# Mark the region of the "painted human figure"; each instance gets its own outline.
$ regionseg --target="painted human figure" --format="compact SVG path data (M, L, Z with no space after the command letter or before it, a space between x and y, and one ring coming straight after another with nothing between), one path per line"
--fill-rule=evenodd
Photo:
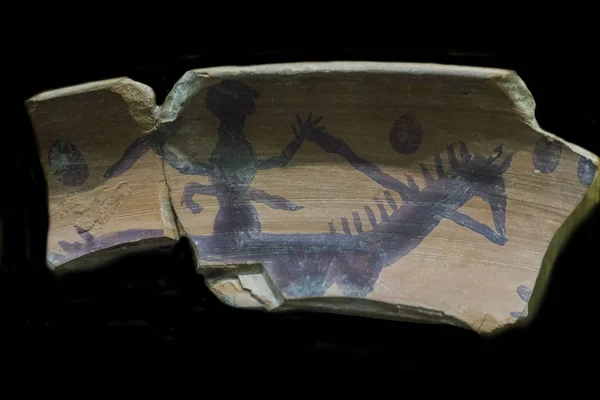
M261 232L260 218L251 201L289 211L301 208L281 197L250 187L259 170L287 165L304 141L294 127L294 139L279 156L258 157L244 132L246 118L255 112L256 98L258 92L240 81L227 80L209 87L205 103L208 111L219 119L217 144L207 163L179 165L177 168L184 174L210 177L211 186L198 183L186 185L182 203L192 212L198 213L201 206L194 202L193 196L215 195L219 201L219 211L215 218L214 234L238 245L247 239L256 238ZM312 122L310 117L304 123L299 120L298 129L310 129L316 122L318 121ZM167 155L167 161L169 157Z
M119 175L130 168L148 148L160 152L163 159L178 172L185 175L208 176L211 185L190 182L184 188L181 203L194 214L202 211L202 206L193 200L195 194L217 197L219 211L214 222L215 240L225 241L226 247L234 249L261 232L258 213L252 201L261 202L271 208L296 211L302 206L286 199L270 195L250 187L259 170L284 167L296 154L306 137L320 119L306 121L297 118L298 126L292 126L294 138L280 155L269 158L259 157L246 139L244 124L246 118L255 112L255 99L258 92L243 82L224 80L206 90L206 108L219 119L219 137L208 161L191 162L175 155L167 140L177 130L177 121L166 123L159 128L158 145L151 144L152 138L142 138L133 143L119 162L105 175L107 178ZM156 140L154 141L156 142Z

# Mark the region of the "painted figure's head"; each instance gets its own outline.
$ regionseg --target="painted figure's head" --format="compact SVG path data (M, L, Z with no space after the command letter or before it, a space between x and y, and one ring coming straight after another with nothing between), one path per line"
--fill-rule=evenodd
M224 80L206 90L206 108L223 124L243 123L255 111L258 92L243 82Z
M498 146L490 157L474 156L461 142L461 161L459 161L454 149L451 146L448 147L448 158L453 172L465 182L464 187L471 195L481 198L490 205L496 229L501 235L506 235L507 197L504 173L511 164L512 156L495 164L501 155L502 146Z

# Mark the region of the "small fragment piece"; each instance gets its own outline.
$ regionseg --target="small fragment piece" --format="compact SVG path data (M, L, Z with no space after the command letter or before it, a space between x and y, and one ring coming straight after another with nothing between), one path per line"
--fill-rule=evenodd
M152 89L127 78L61 88L26 103L48 184L48 262L168 241ZM132 151L132 142L144 148ZM130 164L130 168L124 166ZM168 197L167 197L168 199ZM161 207L162 205L162 207Z
M208 288L229 306L270 311L283 304L283 297L260 265L212 266L209 271L213 273L208 272Z

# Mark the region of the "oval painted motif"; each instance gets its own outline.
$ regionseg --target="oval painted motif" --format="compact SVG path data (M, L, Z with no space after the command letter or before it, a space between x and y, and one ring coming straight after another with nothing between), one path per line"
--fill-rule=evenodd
⁂
Please reproduce the records above exactly and leave any picture behind.

■ Output of the task ■
# Mark the region of the "painted human figure"; each instance gets its own outline.
$ regionseg --target="painted human figure" --format="compact SVG path data (M, L, Z with no space after the command letter or before it, a space between x and y, and one ring coming straight after another with nothing between), one path per line"
--fill-rule=evenodd
Photo:
M261 232L260 218L251 201L289 211L301 208L281 197L250 187L259 170L287 165L304 141L294 127L294 139L279 156L258 157L244 132L246 118L255 112L256 98L258 92L240 81L227 80L209 87L205 103L208 111L219 119L217 144L207 163L179 165L177 168L184 174L210 177L211 186L198 183L186 185L182 203L192 212L198 213L201 206L194 202L193 196L215 195L219 201L219 211L215 218L214 234L238 245L247 239L256 238ZM312 122L310 117L304 123L299 120L298 129L310 129L316 122L318 121ZM167 155L167 161L169 157Z
M119 175L130 168L148 148L160 152L163 159L178 172L185 175L208 176L211 185L190 182L184 188L181 203L194 214L202 211L202 206L193 200L195 194L217 197L219 211L214 222L215 240L225 241L226 247L234 249L261 232L258 213L252 201L261 202L271 208L296 211L302 206L286 199L270 195L250 187L259 170L284 167L296 154L306 137L320 119L306 121L297 118L298 126L292 126L294 138L280 155L269 158L259 157L246 139L244 124L246 118L255 112L255 99L258 92L243 82L224 80L206 90L206 108L219 119L219 137L208 161L191 162L175 155L167 140L177 130L177 121L166 123L159 128L158 145L151 144L152 138L142 138L133 143L119 162L105 175L107 178ZM156 140L154 141L156 142Z

# Mark the region of the "painted figure's head"; each instance gets its own outline.
$ regionseg --target="painted figure's head" --format="compact SVG path data (M, L, Z with no space after the command letter or before it, a space between x and y, and one ring coming straight after another with nothing between), one path per line"
--fill-rule=evenodd
M224 80L206 90L206 108L223 124L243 123L255 111L258 92L243 82Z
M498 146L490 157L474 156L461 142L461 161L459 161L454 149L451 146L448 147L448 158L453 172L465 182L464 187L471 195L481 198L490 205L496 229L501 235L506 235L507 197L504 173L511 164L512 156L495 164L501 155L502 146Z

# Mark the region of the "small fragment piece"; each instance gets its own outline.
$ regionseg --target="small fragment piece" --format="compact SVG path data (M, L, Z with no space after the command letter or before it, a space between x and y, and one ring coming straight after another with nothing between), one path per line"
--fill-rule=evenodd
M152 89L127 78L61 88L26 103L48 184L48 262L168 241ZM132 151L132 142L144 148ZM130 164L130 168L124 166ZM168 197L167 197L168 199ZM161 207L162 205L162 207Z
M208 288L229 306L270 311L283 304L283 297L260 265L212 266L209 271L213 273L208 272Z

# Mark the region of the "oval painted motif"; each instance gets its own outline.
$ regionseg --target="oval painted motif" --format="compact SVG path data (M, L, Z with no space after the command letter or before it, a space between x and y, and one ring coming straight after another with nothing between), one path per line"
--fill-rule=evenodd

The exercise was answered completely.